### Given request
Find every line in the records below that contains the string "tree", and copy each such line in full.

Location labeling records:
=-=-=

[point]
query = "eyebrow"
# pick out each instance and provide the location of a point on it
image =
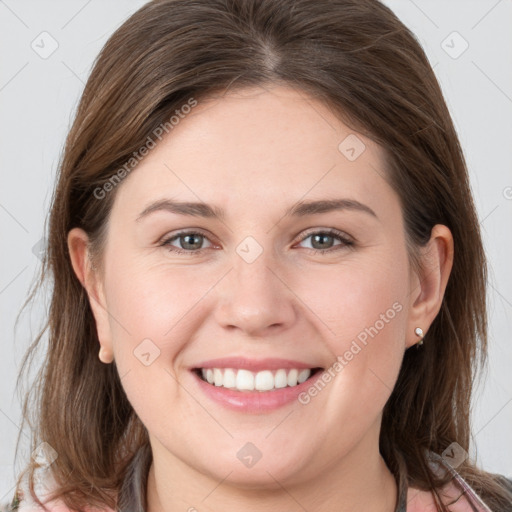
(301, 209)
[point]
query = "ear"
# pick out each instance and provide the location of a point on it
(78, 245)
(427, 288)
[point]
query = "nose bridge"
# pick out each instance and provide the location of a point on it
(253, 297)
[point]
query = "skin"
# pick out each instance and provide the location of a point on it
(256, 153)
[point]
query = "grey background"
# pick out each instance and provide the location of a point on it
(38, 97)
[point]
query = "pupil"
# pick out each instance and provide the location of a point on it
(194, 246)
(322, 237)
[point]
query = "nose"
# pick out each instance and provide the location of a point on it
(255, 299)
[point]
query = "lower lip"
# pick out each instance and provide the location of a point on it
(254, 401)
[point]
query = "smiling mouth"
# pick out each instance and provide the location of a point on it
(262, 381)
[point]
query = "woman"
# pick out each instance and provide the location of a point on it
(217, 146)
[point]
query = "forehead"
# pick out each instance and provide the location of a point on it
(260, 146)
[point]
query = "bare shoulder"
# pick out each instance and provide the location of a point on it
(423, 501)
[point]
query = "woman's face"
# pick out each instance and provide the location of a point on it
(265, 282)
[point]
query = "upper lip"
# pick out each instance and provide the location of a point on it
(255, 365)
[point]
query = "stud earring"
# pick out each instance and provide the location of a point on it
(419, 332)
(104, 356)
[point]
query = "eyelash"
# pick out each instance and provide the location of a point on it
(345, 242)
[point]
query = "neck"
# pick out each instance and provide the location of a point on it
(357, 482)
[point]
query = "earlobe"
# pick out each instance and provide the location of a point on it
(428, 288)
(78, 246)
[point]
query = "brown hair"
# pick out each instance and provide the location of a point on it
(357, 58)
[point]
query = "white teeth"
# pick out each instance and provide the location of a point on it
(245, 380)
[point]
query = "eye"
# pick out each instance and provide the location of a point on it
(323, 241)
(189, 242)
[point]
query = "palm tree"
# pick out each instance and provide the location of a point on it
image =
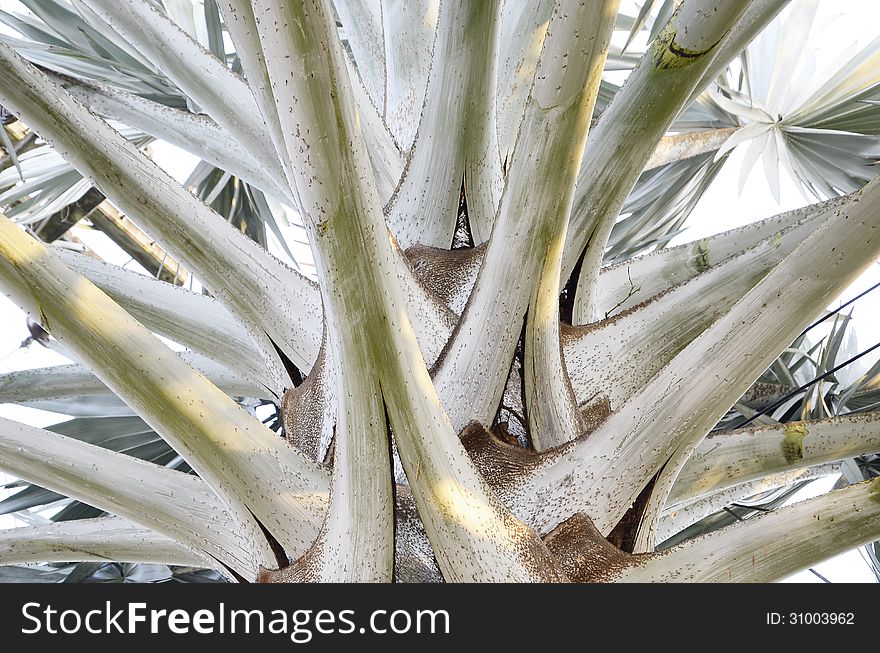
(489, 366)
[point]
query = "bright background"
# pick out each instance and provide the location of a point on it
(841, 26)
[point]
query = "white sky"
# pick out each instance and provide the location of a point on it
(848, 24)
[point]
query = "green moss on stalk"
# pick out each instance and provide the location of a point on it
(701, 255)
(793, 442)
(668, 55)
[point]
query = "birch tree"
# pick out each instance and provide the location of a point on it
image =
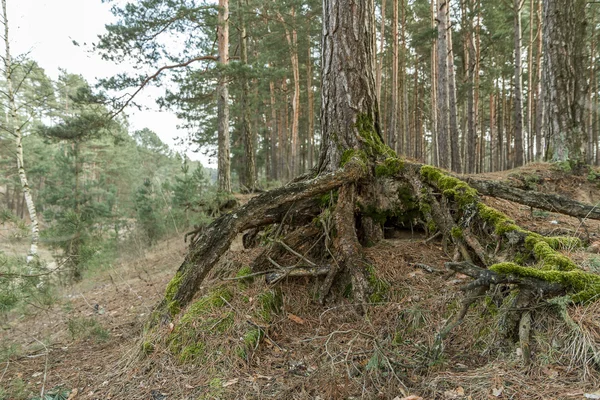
(14, 128)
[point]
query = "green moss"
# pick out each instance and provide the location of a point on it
(390, 167)
(431, 227)
(173, 286)
(174, 307)
(192, 352)
(252, 338)
(552, 260)
(328, 198)
(356, 154)
(270, 303)
(244, 273)
(584, 285)
(425, 208)
(490, 306)
(170, 292)
(197, 322)
(217, 298)
(456, 232)
(380, 287)
(374, 145)
(450, 186)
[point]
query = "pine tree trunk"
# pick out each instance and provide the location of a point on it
(310, 106)
(14, 128)
(249, 153)
(539, 109)
(454, 128)
(518, 94)
(348, 83)
(381, 53)
(443, 114)
(564, 78)
(275, 145)
(530, 75)
(589, 153)
(393, 131)
(224, 163)
(405, 126)
(434, 79)
(477, 126)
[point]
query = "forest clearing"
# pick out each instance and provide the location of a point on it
(93, 332)
(400, 208)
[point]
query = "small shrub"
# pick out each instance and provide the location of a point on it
(87, 329)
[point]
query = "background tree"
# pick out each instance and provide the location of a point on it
(564, 79)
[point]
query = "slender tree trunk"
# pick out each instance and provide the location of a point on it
(589, 156)
(249, 153)
(406, 141)
(349, 99)
(311, 107)
(501, 111)
(564, 76)
(454, 128)
(393, 130)
(539, 110)
(493, 139)
(224, 163)
(292, 40)
(442, 87)
(14, 129)
(274, 130)
(381, 53)
(518, 90)
(530, 75)
(434, 83)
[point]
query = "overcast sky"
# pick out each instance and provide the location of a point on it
(45, 29)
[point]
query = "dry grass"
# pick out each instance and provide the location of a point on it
(309, 351)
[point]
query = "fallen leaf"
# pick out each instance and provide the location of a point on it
(231, 382)
(73, 394)
(295, 319)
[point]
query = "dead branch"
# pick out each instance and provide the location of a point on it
(543, 201)
(267, 208)
(485, 277)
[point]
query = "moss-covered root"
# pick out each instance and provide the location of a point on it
(581, 286)
(201, 319)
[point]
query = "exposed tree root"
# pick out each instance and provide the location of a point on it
(322, 236)
(268, 208)
(543, 201)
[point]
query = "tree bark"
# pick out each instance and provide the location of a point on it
(292, 40)
(381, 53)
(453, 110)
(14, 129)
(564, 78)
(310, 106)
(274, 134)
(248, 137)
(348, 80)
(224, 163)
(443, 115)
(518, 79)
(393, 131)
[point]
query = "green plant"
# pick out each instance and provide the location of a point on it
(57, 393)
(87, 329)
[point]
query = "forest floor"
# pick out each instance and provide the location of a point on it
(88, 342)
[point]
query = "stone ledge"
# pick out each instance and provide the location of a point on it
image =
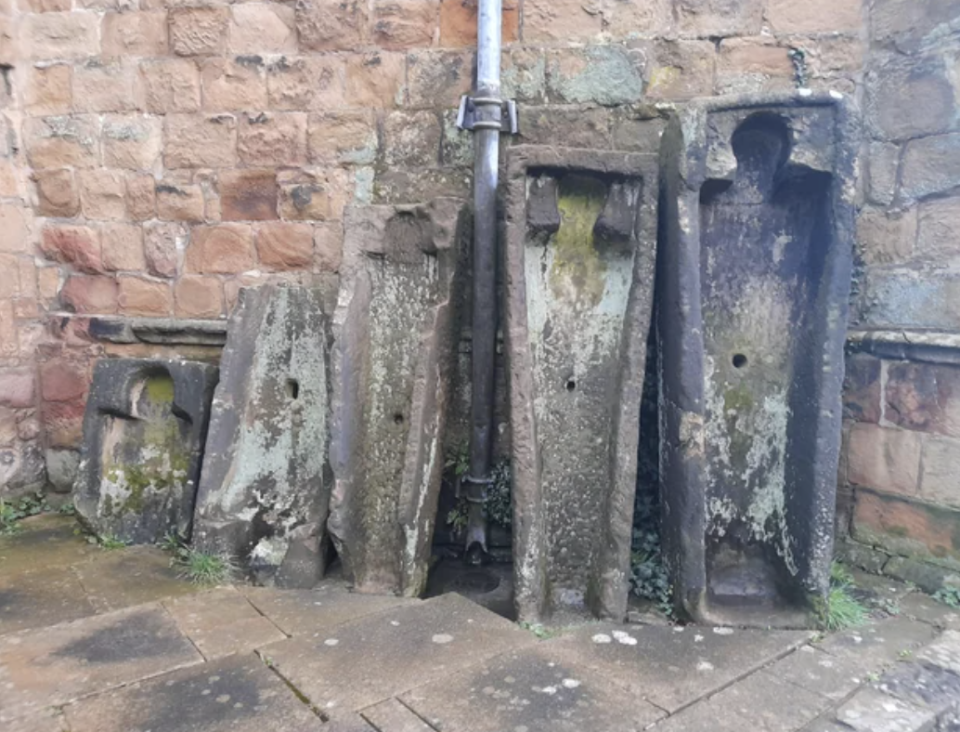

=-=-=

### Final result
query = "palm tree"
query = "birch tree"
query = "pine tree trunk"
query = "background tree"
query = "slender tree trunk"
query = "exposed tree root"
query = "tree bark"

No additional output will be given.